TEXTE DE LECTURE:
Le gouvernement Netanyahu refuse le vaccin aux Palestiniens alors qu’il vante une vaccination massive des Israéliens

En grande fanfare, la campagne de vaccination du premier ministre Benjamin Netanyahu a donné une première dose du vaccin Pfizer-BioNTech à 1,7 million d'Israéliens, soit environ 15 pour cent des quelque 10 millions d'habitants d'Israël.

Une deuxième dose sera administrée dans les 21 jours suivant la première, ce qui signifie que toutes les personnes les plus à risque – les travailleurs de la santé et ceux de plus de 60 ans – seront protégés du virus qui sévit actuellement dans tout le pays.

Néanmoins, la levée du confinement précoce en mai dans l'intérêt de l'élite financière a vu une augmentation alarmante du nombre de cas depuis septembre, qui continuera à s'aggraver. Un total de 471 000 infections et 3 600 décès, en grande partie dans la dernière vague, a contraint le gouvernement à imposer un troisième confinement limité.

Le vaccin anti-COVID (Stock image credit: Envato)

Alors que Netanyahu a vanté la campagne de vaccination, baptisée «Revenir à la vie», comme la plus rapide au monde, la distribution du vaccin a été marquée par les inégalités et la mauvaise gestion. Les enseignants ont été exclus du déploiement initial, bien qu'au moins certaines écoles soient restées ouvertes, tandis que des dizaines de milliers de jeunes ont pu se faire vacciner et que des milliers de doses ont été gaspillées, selon le ministère de la Santé. Le gouvernement a maintenant accepté de les vacciner après que le syndicat des enseignants a menacé de faire grève.

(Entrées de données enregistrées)
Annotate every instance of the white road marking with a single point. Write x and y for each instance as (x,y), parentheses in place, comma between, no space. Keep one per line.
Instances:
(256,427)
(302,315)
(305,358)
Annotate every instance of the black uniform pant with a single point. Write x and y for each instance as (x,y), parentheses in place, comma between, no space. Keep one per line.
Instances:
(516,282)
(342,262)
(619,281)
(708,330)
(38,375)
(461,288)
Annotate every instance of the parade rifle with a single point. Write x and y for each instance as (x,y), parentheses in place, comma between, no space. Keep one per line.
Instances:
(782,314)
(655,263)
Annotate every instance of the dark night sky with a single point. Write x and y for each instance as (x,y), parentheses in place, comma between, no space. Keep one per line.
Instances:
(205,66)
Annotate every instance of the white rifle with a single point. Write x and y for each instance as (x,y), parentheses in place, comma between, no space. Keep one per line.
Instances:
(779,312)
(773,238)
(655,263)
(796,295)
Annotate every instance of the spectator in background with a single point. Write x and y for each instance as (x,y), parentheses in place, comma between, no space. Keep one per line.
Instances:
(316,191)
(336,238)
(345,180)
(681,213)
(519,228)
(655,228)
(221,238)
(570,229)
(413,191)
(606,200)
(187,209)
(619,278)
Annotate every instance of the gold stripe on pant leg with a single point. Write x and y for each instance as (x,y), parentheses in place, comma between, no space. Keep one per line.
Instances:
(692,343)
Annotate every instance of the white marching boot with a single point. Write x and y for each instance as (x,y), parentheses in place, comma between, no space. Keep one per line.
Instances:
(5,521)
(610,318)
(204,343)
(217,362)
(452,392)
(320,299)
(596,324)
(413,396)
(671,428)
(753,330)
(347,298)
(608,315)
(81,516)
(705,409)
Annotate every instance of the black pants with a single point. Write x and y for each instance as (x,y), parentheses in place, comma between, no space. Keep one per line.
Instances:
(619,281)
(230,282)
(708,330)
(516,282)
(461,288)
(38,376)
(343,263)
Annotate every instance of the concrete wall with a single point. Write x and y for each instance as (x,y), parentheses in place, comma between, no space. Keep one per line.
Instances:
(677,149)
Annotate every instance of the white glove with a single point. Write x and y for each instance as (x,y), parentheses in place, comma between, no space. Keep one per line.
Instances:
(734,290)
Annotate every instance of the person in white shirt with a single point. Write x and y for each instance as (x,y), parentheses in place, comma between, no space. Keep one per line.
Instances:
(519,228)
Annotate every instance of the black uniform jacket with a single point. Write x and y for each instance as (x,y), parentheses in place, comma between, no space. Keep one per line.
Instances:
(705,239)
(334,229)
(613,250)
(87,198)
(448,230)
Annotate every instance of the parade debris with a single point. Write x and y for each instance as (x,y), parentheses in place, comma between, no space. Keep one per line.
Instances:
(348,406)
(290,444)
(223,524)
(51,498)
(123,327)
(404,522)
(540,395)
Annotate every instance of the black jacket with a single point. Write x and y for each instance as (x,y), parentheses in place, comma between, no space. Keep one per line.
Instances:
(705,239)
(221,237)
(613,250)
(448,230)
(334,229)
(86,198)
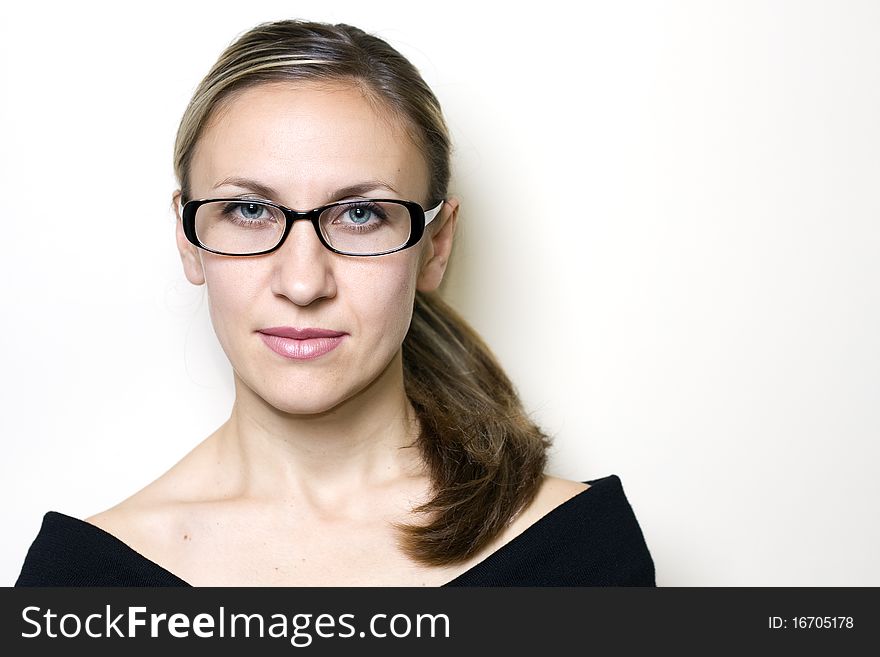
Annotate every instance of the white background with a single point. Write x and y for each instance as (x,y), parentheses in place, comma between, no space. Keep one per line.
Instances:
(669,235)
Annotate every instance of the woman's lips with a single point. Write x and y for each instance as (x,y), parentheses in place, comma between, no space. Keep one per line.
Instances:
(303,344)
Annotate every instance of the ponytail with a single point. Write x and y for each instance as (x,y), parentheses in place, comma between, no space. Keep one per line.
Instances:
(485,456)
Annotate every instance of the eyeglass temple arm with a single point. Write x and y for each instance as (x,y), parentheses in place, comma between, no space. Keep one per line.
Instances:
---
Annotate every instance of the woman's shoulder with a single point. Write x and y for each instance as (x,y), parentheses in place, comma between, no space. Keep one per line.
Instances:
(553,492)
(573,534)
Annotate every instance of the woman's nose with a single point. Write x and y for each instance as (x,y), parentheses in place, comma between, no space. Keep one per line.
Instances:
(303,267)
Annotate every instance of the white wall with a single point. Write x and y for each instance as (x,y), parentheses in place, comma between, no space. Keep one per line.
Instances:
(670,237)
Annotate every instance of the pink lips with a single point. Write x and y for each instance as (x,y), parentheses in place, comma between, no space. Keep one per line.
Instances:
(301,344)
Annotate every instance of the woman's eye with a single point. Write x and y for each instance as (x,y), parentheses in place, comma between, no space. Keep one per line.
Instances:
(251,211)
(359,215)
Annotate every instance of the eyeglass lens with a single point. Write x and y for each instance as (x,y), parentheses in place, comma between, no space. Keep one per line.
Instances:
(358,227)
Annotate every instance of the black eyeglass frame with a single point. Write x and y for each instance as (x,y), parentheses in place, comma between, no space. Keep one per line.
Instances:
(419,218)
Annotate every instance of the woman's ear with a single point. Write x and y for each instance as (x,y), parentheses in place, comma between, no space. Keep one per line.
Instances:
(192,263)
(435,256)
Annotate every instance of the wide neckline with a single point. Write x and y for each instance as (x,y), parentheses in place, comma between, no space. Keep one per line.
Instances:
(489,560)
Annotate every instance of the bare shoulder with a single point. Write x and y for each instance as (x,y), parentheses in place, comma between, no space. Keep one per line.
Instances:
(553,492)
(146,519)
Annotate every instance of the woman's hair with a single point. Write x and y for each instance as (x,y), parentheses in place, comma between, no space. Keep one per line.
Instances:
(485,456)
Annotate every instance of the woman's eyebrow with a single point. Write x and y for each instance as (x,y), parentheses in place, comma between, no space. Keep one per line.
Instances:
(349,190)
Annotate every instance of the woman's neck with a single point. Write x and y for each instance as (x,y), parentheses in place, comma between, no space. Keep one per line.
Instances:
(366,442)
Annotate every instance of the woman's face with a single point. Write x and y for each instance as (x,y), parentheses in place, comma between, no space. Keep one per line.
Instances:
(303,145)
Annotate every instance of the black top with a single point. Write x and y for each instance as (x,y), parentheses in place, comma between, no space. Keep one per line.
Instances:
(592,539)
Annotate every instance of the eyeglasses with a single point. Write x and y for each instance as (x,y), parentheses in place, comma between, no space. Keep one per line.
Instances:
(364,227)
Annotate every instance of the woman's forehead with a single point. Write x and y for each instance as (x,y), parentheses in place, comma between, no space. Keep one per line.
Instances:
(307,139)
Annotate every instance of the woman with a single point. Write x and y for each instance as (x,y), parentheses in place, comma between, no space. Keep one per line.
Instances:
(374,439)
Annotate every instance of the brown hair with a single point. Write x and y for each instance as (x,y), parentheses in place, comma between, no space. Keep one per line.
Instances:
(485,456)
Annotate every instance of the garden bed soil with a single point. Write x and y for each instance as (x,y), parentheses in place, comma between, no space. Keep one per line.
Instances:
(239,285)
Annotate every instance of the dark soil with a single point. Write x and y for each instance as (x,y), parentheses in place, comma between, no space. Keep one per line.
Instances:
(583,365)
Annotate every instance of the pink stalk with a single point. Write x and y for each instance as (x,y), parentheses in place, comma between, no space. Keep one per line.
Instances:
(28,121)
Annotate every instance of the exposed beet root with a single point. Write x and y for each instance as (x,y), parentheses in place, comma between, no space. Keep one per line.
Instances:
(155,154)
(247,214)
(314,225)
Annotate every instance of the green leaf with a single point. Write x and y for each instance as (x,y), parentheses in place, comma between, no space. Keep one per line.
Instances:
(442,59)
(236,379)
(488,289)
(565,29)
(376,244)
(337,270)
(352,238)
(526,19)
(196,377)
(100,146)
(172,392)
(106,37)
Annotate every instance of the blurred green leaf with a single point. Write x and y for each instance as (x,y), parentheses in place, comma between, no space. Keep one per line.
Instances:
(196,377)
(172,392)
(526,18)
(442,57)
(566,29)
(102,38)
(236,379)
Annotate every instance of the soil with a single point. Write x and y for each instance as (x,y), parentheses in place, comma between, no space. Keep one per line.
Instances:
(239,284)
...
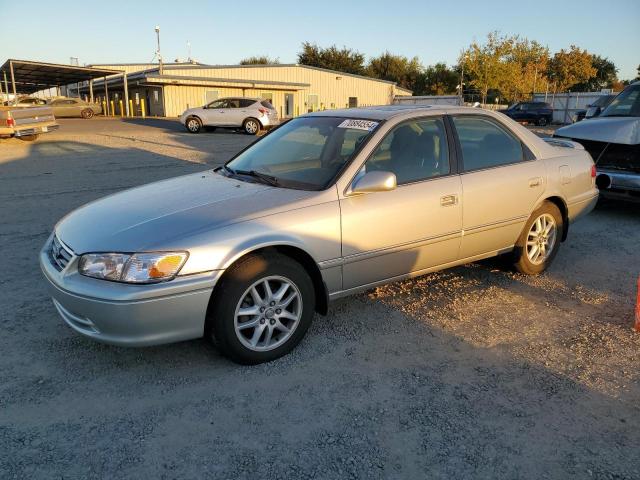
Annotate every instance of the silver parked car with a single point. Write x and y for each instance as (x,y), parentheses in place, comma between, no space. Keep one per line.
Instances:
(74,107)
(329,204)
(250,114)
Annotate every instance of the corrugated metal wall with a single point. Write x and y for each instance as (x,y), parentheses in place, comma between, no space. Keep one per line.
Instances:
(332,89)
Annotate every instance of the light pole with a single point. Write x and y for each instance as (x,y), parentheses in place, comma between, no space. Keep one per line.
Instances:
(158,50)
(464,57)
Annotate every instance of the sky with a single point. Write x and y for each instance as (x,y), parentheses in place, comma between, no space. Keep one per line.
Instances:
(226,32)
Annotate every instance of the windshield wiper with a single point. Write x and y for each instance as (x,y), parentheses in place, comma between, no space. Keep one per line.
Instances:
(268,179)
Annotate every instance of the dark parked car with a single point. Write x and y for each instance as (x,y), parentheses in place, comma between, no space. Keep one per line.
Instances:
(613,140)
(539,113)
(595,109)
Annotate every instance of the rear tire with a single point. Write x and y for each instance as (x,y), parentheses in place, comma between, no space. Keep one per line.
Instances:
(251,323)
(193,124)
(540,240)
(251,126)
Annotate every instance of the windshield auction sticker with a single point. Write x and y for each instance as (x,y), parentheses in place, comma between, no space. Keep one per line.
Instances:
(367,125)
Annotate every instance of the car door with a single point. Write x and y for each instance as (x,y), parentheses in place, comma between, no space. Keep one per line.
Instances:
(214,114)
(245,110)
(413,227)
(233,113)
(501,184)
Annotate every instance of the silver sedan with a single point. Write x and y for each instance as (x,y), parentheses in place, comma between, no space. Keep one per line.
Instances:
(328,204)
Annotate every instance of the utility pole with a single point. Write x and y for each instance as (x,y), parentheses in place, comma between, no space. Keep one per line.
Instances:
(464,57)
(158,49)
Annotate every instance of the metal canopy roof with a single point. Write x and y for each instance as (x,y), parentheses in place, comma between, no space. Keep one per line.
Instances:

CONSIGNES:
1. Recopiez l'article sur la vaccination en Israël, tout ce qui va de « En grande fanfare, la » jusqu'à « millions d'habitants d'Israël. », en substituant « Moderna » à « Pfizer-BioNTech ».
2. Répondez à ces questions sur l'article sur la vaccination en Israël.
(a) Dans quel délai après la première dose la deuxième sera-t-elle administrée ?
(b) Comment la campagne de vaccination a-t-elle été baptisée ?
(c) Qu'est-ce qui a amené le gouvernement à accepter de vacciner les enseignants ?
3. Prolongez l'article sur la vaccination en Israël à partir de l'endroit où il s'arrête.
Ces données n'ont aucun lien avec l'article.

RÉPONSES ATTENDUES:
1.
En grande fanfare, la campagne de vaccination du premier ministre Benjamin Netanyahu a donné une première dose du vaccin Moderna à 1,7 million d'Israéliens, soit environ 15 pour cent des quelque 10 millions d'habitants d'Israël.

2.
(a) Dans les 21 jours suivant la première.
(b) «Revenir à la vie».
(c) Le syndicat des enseignants a menacé de faire grève.

3.
Alors que les vaccins seraient, selon de nombreuses informations, proches de la rupture de stock, Netanyahu a négocié avec Pfizer une augmentation du nombre de vaccins et une livraison plus rapide.

Moins de Palestiniens citoyens d'Israël, y compris ceux vivant à Jérusalem-Est, ont été vaccinés que d’Israéliens juifs, en raison du niveau beaucoup plus faible de soins de santé dans les communautés palestiniennes et de leur méfiance à l'égard des programmes officiels du gouvernement. Mais surtout, le déploiement n'inclut pas les cinq millions de Palestiniens vivant en Cisjordanie et à Gaza, qu'Israël occupe illégalement depuis la guerre israélo-arabe de 1967.

Ceci est encore un autre exemple des inégalités flagrantes dans la distribution du vaccin dans les pays du monde entier et entre les divers pays, alors que les riches reçoivent le vaccin pendant que les pauvres font la queue. C’est là une violation flagrante des responsabilités d'Israël en vertu de la Convention de Genève de 1949 pour la santé des Palestiniens vivant dans les zones qu'il contrôle. Cela comprend l'obligation d'assurer des fournitures médicales et des mesures préventives «pour lutter contre la propagation de maladies contagieuses et d'épidémies».

Dans le cadre des accords d'Oslo, Israël a accepté une coopération bilatérale sur les questions concernant les soins de santé et les épidémies. Mais en pratique il a renié ses obligations envers les Palestiniens qui sont depuis longtemps victimes de problèmes d’importation de matériel médical et du régime opaque de sécurité qui rend la vie difficile à ceux qui ont besoin de soins vitaux et d’un traitement en Israël ou à l’étranger.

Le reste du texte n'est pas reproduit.